** 本文抜粋 **
··········

札幌ではいよいよ、雪まつりがフィナーレに向かって多くの人でにぎわってる頃。
私は家にこもって読書。
そして、おやつにこれを頂きました。
桃饅頭
桃饅頭。
「とうまんじゅう」と言うのだそうです。
私はずっと「ももまんじゅう」と読んでいたのですが、いや、お恥ずかしい。
お茶と一緒に頂いて、本もかなり読み進めることができました。

さて、今日はこの、桃に込められた意味についての雑談です。
では参ります。
桃

桃が日本に渡ってきた時期

桃は元々日本に生えていた植物ではありません。
中国大陸辺りから日本に入ってきた植物です。
それでどうやら今から6000年前あたり、縄文時代の遺跡から桃の種が出て来てるそうですね。

この6000年前と言うのもまたミステリー。
この時期の中国大陸には、まだ統一国家と言うものができていない新石器時代。
そんな時に、日本に渡ってくる集団があったという事ですね。
無謀に近い命懸けの船旅です。
もしかすると、行き来というより一方的に渡ってきたのかもしれないです。
その時、桃を食料として積んでいたのかもしれません。
生ではすぐに傷みますから、何らかの加工をしていたと考えるのが自然でしょう。
桃

そして無事に上陸した集団が、種を大地に残したのではないでしょうか。
ただし、加工食品となれば、その種から芽が出ることは無かったでしょう。

ちなみに、当時、日本から大陸に渡ることは無かったと思います。
なぜなら、緑に囲まれて狩猟採取している縄文人が、わざわざ水平線の向こう側に渡るはずもないですし、また、桃の種を持ち帰るにはもう一度水平線を越えねばならないからです。
桃

漢の時代

ちなみに、ですが。
公式な資料で、大陸と日本のやり取りが見られるのは、かの有名な後漢書にある、「倭人伝」ですね。

··········

** 収集資料 **

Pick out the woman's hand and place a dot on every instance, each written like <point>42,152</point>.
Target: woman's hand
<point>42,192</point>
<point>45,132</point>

··········

** 設問 **
1. 本文について、次の問いにそれぞれ答えなさい。
(a) 筆者は桃饅頭を、ずっと何と読んでいたか。
(b) 桃はどのあたりから日本に入ってきた植物とされているか。
(c) 縄文時代の遺跡から桃の種が出てきたのは、今から何年前あたりとされているか。
2. 本文の内容を二文で要約しなさい。
3. 本文のうち、「この6000年前と言うのもまたミステリー。」から「生ではすぐに傷みますから、何らかの加工をしていたと考えるのが自然でしょう。」までをすべて、一字一句違えずに書き写しなさい。

** 解答例 **
1.
(a) 「ももまんじゅう」
(b) 中国大陸辺り
(c) 6000年前あたり

2. 桃は元々日本に生えていた植物ではなく中国大陸辺りから入ってきたもので、今から6000年前あたりの縄文時代の遺跡から種が出ているという。筆者は、当時命懸けで渡ってきた集団が加工した桃を食料として積んでおり、無事に上陸してその種を大地に残したのではないかと推測している。

3.
この6000年前と言うのもまたミステリー。
この時期の中国大陸には、まだ統一国家と言うものができていない新石器時代。
そんな時に、日本に渡ってくる集団があったという事ですね。
無謀に近い命懸けの船旅です。
もしかすると、行き来というより一方的に渡ってきたのかもしれないです。
その時、桃を食料として積んでいたのかもしれません。
生ではすぐに傷みますから、何らかの加工をしていたと考えるのが自然でしょう。